[Extracted data entries]
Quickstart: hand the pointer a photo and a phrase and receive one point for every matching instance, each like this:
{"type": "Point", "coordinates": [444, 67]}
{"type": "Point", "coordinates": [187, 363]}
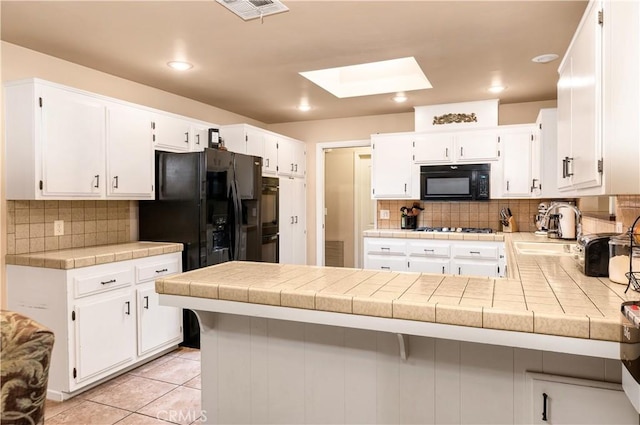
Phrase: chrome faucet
{"type": "Point", "coordinates": [568, 205]}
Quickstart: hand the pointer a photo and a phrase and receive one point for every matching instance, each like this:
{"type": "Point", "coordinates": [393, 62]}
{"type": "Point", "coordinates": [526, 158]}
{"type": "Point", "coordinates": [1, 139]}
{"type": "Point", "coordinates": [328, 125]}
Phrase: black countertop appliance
{"type": "Point", "coordinates": [210, 202]}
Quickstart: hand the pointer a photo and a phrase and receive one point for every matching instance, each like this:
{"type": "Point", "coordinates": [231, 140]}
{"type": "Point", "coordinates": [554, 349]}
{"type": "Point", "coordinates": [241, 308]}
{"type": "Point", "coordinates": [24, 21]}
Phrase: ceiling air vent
{"type": "Point", "coordinates": [252, 9]}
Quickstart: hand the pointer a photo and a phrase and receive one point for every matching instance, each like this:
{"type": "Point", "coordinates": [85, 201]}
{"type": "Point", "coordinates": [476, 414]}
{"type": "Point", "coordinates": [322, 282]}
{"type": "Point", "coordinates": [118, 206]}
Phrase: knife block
{"type": "Point", "coordinates": [512, 227]}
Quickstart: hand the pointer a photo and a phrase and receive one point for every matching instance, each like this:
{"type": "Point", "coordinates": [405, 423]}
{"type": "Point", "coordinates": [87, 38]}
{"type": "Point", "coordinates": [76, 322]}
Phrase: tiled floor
{"type": "Point", "coordinates": [165, 390]}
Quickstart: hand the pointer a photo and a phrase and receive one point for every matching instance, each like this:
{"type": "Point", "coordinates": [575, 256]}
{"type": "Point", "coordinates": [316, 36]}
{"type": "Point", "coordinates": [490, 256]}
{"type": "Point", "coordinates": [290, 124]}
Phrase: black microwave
{"type": "Point", "coordinates": [467, 182]}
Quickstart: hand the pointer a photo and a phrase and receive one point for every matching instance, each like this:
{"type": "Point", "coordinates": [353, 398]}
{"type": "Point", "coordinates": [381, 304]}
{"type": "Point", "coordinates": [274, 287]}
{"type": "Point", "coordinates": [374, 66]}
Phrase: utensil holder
{"type": "Point", "coordinates": [512, 227]}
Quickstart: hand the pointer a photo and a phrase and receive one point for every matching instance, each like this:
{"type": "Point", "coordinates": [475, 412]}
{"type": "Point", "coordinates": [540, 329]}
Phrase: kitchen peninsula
{"type": "Point", "coordinates": [306, 344]}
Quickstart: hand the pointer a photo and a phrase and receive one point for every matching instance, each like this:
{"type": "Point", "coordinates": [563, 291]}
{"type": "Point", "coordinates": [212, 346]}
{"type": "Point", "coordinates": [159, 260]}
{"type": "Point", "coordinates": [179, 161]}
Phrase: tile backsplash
{"type": "Point", "coordinates": [463, 213]}
{"type": "Point", "coordinates": [86, 224]}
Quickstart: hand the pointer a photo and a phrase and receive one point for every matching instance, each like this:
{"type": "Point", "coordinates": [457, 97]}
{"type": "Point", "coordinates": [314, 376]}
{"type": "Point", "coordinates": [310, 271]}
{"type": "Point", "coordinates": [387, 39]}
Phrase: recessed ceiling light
{"type": "Point", "coordinates": [179, 66]}
{"type": "Point", "coordinates": [400, 97]}
{"type": "Point", "coordinates": [365, 79]}
{"type": "Point", "coordinates": [546, 58]}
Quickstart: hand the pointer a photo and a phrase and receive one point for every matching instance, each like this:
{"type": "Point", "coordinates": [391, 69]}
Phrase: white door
{"type": "Point", "coordinates": [73, 144]}
{"type": "Point", "coordinates": [516, 147]}
{"type": "Point", "coordinates": [104, 333]}
{"type": "Point", "coordinates": [157, 325]}
{"type": "Point", "coordinates": [576, 401]}
{"type": "Point", "coordinates": [130, 160]}
{"type": "Point", "coordinates": [172, 134]}
{"type": "Point", "coordinates": [365, 207]}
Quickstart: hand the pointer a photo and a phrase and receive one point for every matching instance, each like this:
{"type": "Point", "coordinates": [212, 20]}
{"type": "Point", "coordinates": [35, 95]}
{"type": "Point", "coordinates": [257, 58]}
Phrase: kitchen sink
{"type": "Point", "coordinates": [544, 248]}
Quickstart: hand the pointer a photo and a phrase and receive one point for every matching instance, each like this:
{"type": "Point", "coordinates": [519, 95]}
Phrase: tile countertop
{"type": "Point", "coordinates": [83, 257]}
{"type": "Point", "coordinates": [542, 295]}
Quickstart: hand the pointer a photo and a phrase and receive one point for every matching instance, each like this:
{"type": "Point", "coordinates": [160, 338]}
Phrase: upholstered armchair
{"type": "Point", "coordinates": [25, 356]}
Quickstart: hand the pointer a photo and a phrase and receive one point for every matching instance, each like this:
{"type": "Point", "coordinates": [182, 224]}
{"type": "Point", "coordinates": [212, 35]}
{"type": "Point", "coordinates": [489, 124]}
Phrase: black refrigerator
{"type": "Point", "coordinates": [210, 202]}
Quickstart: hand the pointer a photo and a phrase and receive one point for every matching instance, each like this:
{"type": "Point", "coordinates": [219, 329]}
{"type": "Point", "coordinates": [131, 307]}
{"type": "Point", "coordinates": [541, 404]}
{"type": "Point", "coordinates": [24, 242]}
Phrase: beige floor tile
{"type": "Point", "coordinates": [52, 408]}
{"type": "Point", "coordinates": [181, 405]}
{"type": "Point", "coordinates": [89, 412]}
{"type": "Point", "coordinates": [138, 419]}
{"type": "Point", "coordinates": [194, 383]}
{"type": "Point", "coordinates": [177, 370]}
{"type": "Point", "coordinates": [133, 394]}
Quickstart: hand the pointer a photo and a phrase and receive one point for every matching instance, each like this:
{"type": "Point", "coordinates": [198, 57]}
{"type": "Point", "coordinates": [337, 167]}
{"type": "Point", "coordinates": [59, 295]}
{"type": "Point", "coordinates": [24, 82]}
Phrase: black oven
{"type": "Point", "coordinates": [466, 182]}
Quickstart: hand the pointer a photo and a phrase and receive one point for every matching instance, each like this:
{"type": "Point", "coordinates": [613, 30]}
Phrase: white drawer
{"type": "Point", "coordinates": [153, 271]}
{"type": "Point", "coordinates": [475, 252]}
{"type": "Point", "coordinates": [385, 246]}
{"type": "Point", "coordinates": [100, 282]}
{"type": "Point", "coordinates": [426, 249]}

→ **Given instruction**: Transcribe every line from the records above without alteration, and leave out the images.

→ **Completed exercise**:
Quickstart: hand the pointer a photo and a phrase and receive one point for every matching instance, each like this:
{"type": "Point", "coordinates": [444, 67]}
{"type": "Point", "coordinates": [187, 363]}
Phrase: chrome faucet
{"type": "Point", "coordinates": [568, 205]}
Quickstart: hand the pointer a photo and a phrase and receive one point for every matching instance, each like this:
{"type": "Point", "coordinates": [393, 62]}
{"type": "Point", "coordinates": [526, 158]}
{"type": "Point", "coordinates": [1, 139]}
{"type": "Point", "coordinates": [328, 125]}
Phrase: black countertop appliance
{"type": "Point", "coordinates": [210, 202]}
Quickstart: hand the pointer a photo and a phrase and receive one point for every matching instance, each like this:
{"type": "Point", "coordinates": [231, 140]}
{"type": "Point", "coordinates": [554, 349]}
{"type": "Point", "coordinates": [241, 308]}
{"type": "Point", "coordinates": [24, 21]}
Phrase: ceiling air vent
{"type": "Point", "coordinates": [252, 9]}
Quickstart: hand the pointer a photo and a phrase and receive one point for every matching instance, each like this:
{"type": "Point", "coordinates": [85, 201]}
{"type": "Point", "coordinates": [476, 414]}
{"type": "Point", "coordinates": [322, 282]}
{"type": "Point", "coordinates": [118, 206]}
Phrase: knife block
{"type": "Point", "coordinates": [512, 227]}
Quickstart: hand the pointer a photo and a phrase and receive one point for every matching instance, each like this:
{"type": "Point", "coordinates": [405, 423]}
{"type": "Point", "coordinates": [87, 38]}
{"type": "Point", "coordinates": [76, 322]}
Phrase: tiled floor
{"type": "Point", "coordinates": [165, 390]}
Quickstart: hand the pointer a photo and a phrase and receive one point for every matching instance, each like this:
{"type": "Point", "coordinates": [575, 256]}
{"type": "Point", "coordinates": [316, 36]}
{"type": "Point", "coordinates": [490, 256]}
{"type": "Point", "coordinates": [290, 124]}
Phrase: black microwave
{"type": "Point", "coordinates": [467, 182]}
Quickstart: hand the pointer a photo and a phrase and receive one point for every matching instance, each like this:
{"type": "Point", "coordinates": [353, 398]}
{"type": "Point", "coordinates": [381, 304]}
{"type": "Point", "coordinates": [274, 287]}
{"type": "Point", "coordinates": [374, 66]}
Phrase: utensil holder
{"type": "Point", "coordinates": [512, 227]}
Quickstart: hand the pointer a photo and a phrase and receive one point for every matching instance, each like this:
{"type": "Point", "coordinates": [475, 412]}
{"type": "Point", "coordinates": [540, 329]}
Phrase: kitchen peninsula
{"type": "Point", "coordinates": [306, 344]}
Quickstart: hand the pointer a photo and a phrase and receive one point for every matching instance, each like this:
{"type": "Point", "coordinates": [563, 291]}
{"type": "Point", "coordinates": [212, 346]}
{"type": "Point", "coordinates": [159, 260]}
{"type": "Point", "coordinates": [179, 161]}
Phrase: tile backsplash
{"type": "Point", "coordinates": [463, 213]}
{"type": "Point", "coordinates": [86, 224]}
Quickstart: hand the pointer a photo and a phrase and receive one point for every matching instance, each like this:
{"type": "Point", "coordinates": [457, 97]}
{"type": "Point", "coordinates": [314, 376]}
{"type": "Point", "coordinates": [310, 271]}
{"type": "Point", "coordinates": [387, 39]}
Phrase: recessed ceiling light
{"type": "Point", "coordinates": [179, 66]}
{"type": "Point", "coordinates": [400, 97]}
{"type": "Point", "coordinates": [365, 79]}
{"type": "Point", "coordinates": [546, 58]}
Quickstart: hand the pointer a photo and a phrase and receive one point for every matching instance, each like this:
{"type": "Point", "coordinates": [391, 69]}
Phrase: white door
{"type": "Point", "coordinates": [73, 144]}
{"type": "Point", "coordinates": [516, 147]}
{"type": "Point", "coordinates": [104, 333]}
{"type": "Point", "coordinates": [157, 325]}
{"type": "Point", "coordinates": [576, 401]}
{"type": "Point", "coordinates": [130, 160]}
{"type": "Point", "coordinates": [172, 134]}
{"type": "Point", "coordinates": [365, 207]}
Quickstart: hand the pointer a photo and a phrase and receive one point for every matching instance, each like this:
{"type": "Point", "coordinates": [212, 20]}
{"type": "Point", "coordinates": [35, 95]}
{"type": "Point", "coordinates": [257, 58]}
Phrase: kitchen sink
{"type": "Point", "coordinates": [544, 248]}
Quickstart: hand the pointer a photo and a phrase and receive one point for every matching instance, each like this:
{"type": "Point", "coordinates": [519, 95]}
Phrase: tile countertop
{"type": "Point", "coordinates": [83, 257]}
{"type": "Point", "coordinates": [542, 295]}
Quickstart: hand the pointer a photo and a phrase and receive one point for every matching instance, each like this:
{"type": "Point", "coordinates": [160, 338]}
Phrase: upholstered armchair
{"type": "Point", "coordinates": [25, 356]}
Quickstart: hand the pointer a photo and a phrase and receive one point for every matching instance, each like this:
{"type": "Point", "coordinates": [182, 224]}
{"type": "Point", "coordinates": [212, 35]}
{"type": "Point", "coordinates": [489, 124]}
Phrase: black refrigerator
{"type": "Point", "coordinates": [210, 202]}
Quickstart: hand the pointer a photo and a phrase and receive one point for every matching instance, each like this:
{"type": "Point", "coordinates": [219, 329]}
{"type": "Point", "coordinates": [131, 307]}
{"type": "Point", "coordinates": [541, 404]}
{"type": "Point", "coordinates": [24, 242]}
Phrase: beige floor tile
{"type": "Point", "coordinates": [52, 408]}
{"type": "Point", "coordinates": [181, 405]}
{"type": "Point", "coordinates": [89, 412]}
{"type": "Point", "coordinates": [138, 419]}
{"type": "Point", "coordinates": [194, 383]}
{"type": "Point", "coordinates": [177, 370]}
{"type": "Point", "coordinates": [133, 394]}
Quickstart: hand the pointer a photo and a phrase and receive one point for every matching instance, each like this:
{"type": "Point", "coordinates": [198, 57]}
{"type": "Point", "coordinates": [337, 167]}
{"type": "Point", "coordinates": [59, 295]}
{"type": "Point", "coordinates": [24, 82]}
Phrase: black oven
{"type": "Point", "coordinates": [466, 182]}
Quickstart: hand the pointer a photo and a phrase and receive one point for every matching instance, each like this:
{"type": "Point", "coordinates": [613, 30]}
Phrase: white drawer
{"type": "Point", "coordinates": [153, 271]}
{"type": "Point", "coordinates": [475, 252]}
{"type": "Point", "coordinates": [385, 246]}
{"type": "Point", "coordinates": [100, 282]}
{"type": "Point", "coordinates": [426, 249]}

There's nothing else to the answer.